> **Rows**
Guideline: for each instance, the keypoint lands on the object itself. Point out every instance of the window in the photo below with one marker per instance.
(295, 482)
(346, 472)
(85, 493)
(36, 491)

> **Problem to solve**
Transcribe the material above line for line, reproducing every character without alteration.

> **Reply**
Guideline: for each instance, the keypoint lands on the object itself. Point out every instance of the window in the photo below with one marker per instance.
(295, 482)
(346, 472)
(85, 493)
(36, 491)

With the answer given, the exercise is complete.